───── TEXT PASSAGE

Damien Aspinall, the head of the John Aspinall Foundation, has long been aware of the extraordinary charms of the gorilla. On his Kent farm, Aspinall has 88 gorillas, and the foundation that was founded by his late father has bred more gorillas in captivity than the rest of the world put together.

"What we are trying to protect," explains Aspinall, "is a species that in biological terms is barely separated from humans. Gorillas are the most closely related apes we have. It's a crime against nature that gorillas should be hunted to extinction. We're doing all we can to prevent that happening, but we are a tiny drop in a vast ocean."

In Western and Central Africa, there are two major species (although exact classification are debated). These are the western gorilla, found in Cameroon, the Central African Republic, Gabon, Congo, and Equitorial Guinea; and eastern gorilla, found in Zaire, Rwanda and Uganda.

These two classifications are then split into mountain and lowland gorillas. The mountainous variety, who now live in two isolated communities (one in the Virunga volcanoes and one in Uganda's Bwindi National Forest) live at 10,000ft or higher, and eat wild celery, thistle, bamboo and nettles.

The lowland gorilla lives in forests or swamps and has a slightly more eclectic diet, eating insects as well as plants. Massabi and Koto belong to this classification.

"This [success] is enormously important symbolically," Amos Courage, the director of the project, told The Independent. "These are not huge numbers, but they get across a very important message that the great apes are coming back to areas that were once theirs."

There is something in the physique of the gorilla that makes their plight peculiarly tragic. In the wild, an adult male can grow up to 185cm in height and 200kg in weight. In captivity, a male gorilla can weigh up to 270kg.

But gorillas are largely gentle, herbivorous creatures, who live in family groups of as many as 30. At the centre of that community is the silverback. He makes all the key decisions - leading the other gorillas to feeding sites and mediating in squabbles.

──────────
───── DATASET ENTRIES

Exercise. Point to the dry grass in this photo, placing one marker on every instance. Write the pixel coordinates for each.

──────────
───── DATASET ENTRIES

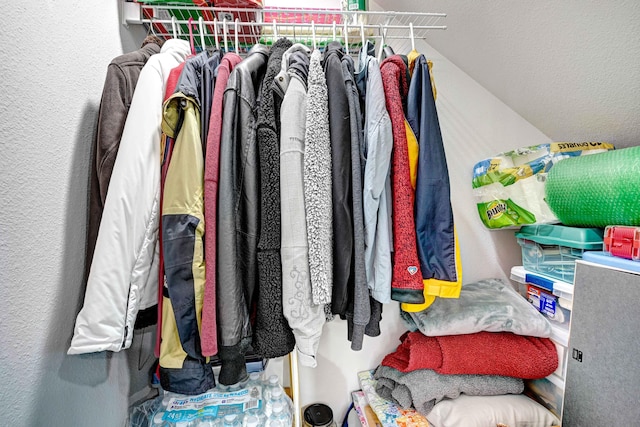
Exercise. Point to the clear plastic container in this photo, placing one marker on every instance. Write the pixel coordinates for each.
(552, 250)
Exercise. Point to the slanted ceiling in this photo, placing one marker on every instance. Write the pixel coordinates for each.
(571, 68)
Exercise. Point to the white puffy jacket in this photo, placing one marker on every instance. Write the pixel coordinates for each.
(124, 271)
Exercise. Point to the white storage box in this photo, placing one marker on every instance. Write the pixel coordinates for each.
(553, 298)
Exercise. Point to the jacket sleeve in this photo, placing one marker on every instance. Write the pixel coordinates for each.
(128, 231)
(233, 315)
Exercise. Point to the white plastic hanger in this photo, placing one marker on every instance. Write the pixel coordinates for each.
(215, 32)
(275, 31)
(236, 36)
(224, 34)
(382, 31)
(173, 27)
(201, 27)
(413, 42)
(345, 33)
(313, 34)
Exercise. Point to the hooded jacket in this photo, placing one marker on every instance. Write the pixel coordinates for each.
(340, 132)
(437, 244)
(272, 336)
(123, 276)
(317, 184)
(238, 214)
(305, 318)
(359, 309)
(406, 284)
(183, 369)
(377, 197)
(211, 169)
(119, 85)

──────────
───── DATASET ENTRIES

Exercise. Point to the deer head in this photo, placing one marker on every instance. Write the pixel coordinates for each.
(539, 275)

──────────

Rewrite the stretch of the gorilla passage from "The lowland gorilla" through "to this classification.", swapping "swamps" for "wetlands".

OUTPUT FOR THIS EXERCISE.
The lowland gorilla lives in forests or wetlands and has a slightly more eclectic diet, eating insects as well as plants. Massabi and Koto belong to this classification.